» QUESTIONS ON THE MATERIAL:
A) In the passage on depression, which chemical is named as an example of a brain imbalance that can cause depression?
B) Reproduce the passage on depression word for word, everything from "Depression lingers. You" down to "stomach fades soon.".
C) Resume the passage on depression, picking up right after its final sentence.

Even celebrities and wealthy investors and business men and women report having depressive episodes. No matter what the socioeconomic status, depression does not discriminate and can be found at all levels.

Depression Doesn’t Only Happen After Trauma

Many believe that depression only takes place after a trauma such as losing a loved one, battling cancer, being abused or in an accident. While depression is associated with each of these traumas, this is not the only time depression appears.

Depression can be triggered by many events or no event at all. Sometimes the reason for depression is an imbalance of chemicals such as serotonin in the brain. The brains of depressed and nondepressed have been imaged and compared. Researchers have found a significant difference in the amount of activity in those suffering from depression and those who are not.

Depression is Not Inherited

You may be carrying the gene for depression that was passed down to you from your parents. But just having the gene does not mean you will get depression. Many people carry the gene all their lives and never experience the symptoms.

Siblings have been examined in which both carried the gene. One sibling struggled with major depression for many years while the other never experienced depressive episodes. The reason can be anything from diet, lifestyle and traumatic happenings encountered or not encountered by the siblings.

Medication is Not the Only Answer

Medication is a way to control the symptoms of depression. Psychiatrists are experts that know which medicines work best according to your symptoms. Good Psychiatrists will also offer you alternative activities to supplement your medicinal routine.

Alternative therapies include yoga, acupuncture, acupressure, exercise and even watching comedies to inject laughter into your daily routine. All these therapies have proven to offer relief from depressive symptoms.

Sadness Is Different Than Depression

Sadness is felt by everyone at one point or another. We get disappointed in others, in our work, and when our dreams are not immediately met. Sadness is short-lived. We pick ourselves up quickly and continue trying to reach our potential.

There is a difference between sadness and depression.

Depression lingers. You may find yourself crying for no apparent reason. You may have a lack of appetite or an increase in appetite. You feel like you want to isolate from friends and family. In fact, you may even find yourself wanting to stay in bed all day, just wanting the day to pass by quickly, hoping that knot in your stomach fades soon.

» MATERIAL SUPPLIED:
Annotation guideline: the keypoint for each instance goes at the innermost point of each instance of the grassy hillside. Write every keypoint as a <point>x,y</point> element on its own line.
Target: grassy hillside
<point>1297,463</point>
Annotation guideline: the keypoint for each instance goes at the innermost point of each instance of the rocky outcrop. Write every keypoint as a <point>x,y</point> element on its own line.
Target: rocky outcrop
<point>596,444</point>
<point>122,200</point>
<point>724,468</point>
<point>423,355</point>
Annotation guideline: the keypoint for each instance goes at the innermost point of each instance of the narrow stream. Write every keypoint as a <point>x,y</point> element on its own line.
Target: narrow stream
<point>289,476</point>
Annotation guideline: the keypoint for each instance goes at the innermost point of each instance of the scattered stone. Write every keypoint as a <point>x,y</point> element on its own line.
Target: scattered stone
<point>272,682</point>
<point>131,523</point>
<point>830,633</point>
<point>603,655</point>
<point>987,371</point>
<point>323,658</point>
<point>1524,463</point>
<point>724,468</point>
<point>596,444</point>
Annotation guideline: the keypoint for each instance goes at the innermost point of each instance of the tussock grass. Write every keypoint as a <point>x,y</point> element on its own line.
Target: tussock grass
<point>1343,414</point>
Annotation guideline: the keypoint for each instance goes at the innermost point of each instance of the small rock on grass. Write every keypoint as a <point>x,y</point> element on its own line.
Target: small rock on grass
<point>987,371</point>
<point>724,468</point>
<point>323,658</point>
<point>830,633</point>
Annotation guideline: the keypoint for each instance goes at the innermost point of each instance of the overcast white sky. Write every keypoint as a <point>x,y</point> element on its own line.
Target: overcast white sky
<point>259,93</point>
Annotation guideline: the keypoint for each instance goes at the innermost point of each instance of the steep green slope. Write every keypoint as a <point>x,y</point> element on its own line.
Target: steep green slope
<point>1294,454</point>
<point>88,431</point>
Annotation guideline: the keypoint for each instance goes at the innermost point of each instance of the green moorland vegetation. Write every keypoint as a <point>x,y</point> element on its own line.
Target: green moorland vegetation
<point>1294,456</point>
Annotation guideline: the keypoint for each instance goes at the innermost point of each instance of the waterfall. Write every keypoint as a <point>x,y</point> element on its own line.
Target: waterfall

» EXPECTED RESPONSES:
A) Serotonin.

B)
Depression lingers. You may find yourself crying for no apparent reason. You may have a lack of appetite or an increase in appetite. You feel like you want to isolate from friends and family. In fact, you may even find yourself wanting to stay in bed all day, just wanting the day to pass by quickly, hoping that knot in your stomach fades soon.

C)
These are serious signs of depression and need to be addressed with a mental health professional.

Some People Get Depressed in the Winter Only

Fall is a wonderful time of year. Everyone is excited to see the leaves on the trees change colors and the cool days and nights are perfect for entertaining. And of course, it is football season. Soon after the fall ends and the days get shorter, some people start to notice a change in their mood.

The longer days with more sunlight gave you a lot of Vitamin D, a nutrient associated with improving mental health. When winter arrives, the longer nights are giving you less opportunity to get the Vitamin D you need. For many, this adjustment is difficult and the brain does not adapt well.

Seasonal Affective Disorder is the name for this disorder. It can easily be treated by working with a mental health counselor. Through cognitive behavioral therapy and simply increasing your Vitamin D intake through supplements, you can see an improvement throughout the winter months.

People with Depression Can Be Happy

Just because someone has depression, it does not mean they can’t be happy. It just takes a little extra work. Working with a counselor, taking vitamins and anti-depressants when necessary can improve anyone’s mood within a brief period.

Depression is Common

Millions of people are suffering from a mental illness like depression.

Most likely, many people within your professional and personal circles are dealing with depression and you don’t even know it.  This is because they are making the efforts to overcome the symptoms using a treatment plan set forth for them by a trained mental health professional.

Depression is common. Depression is conquerable. That is what people with depression want you to know.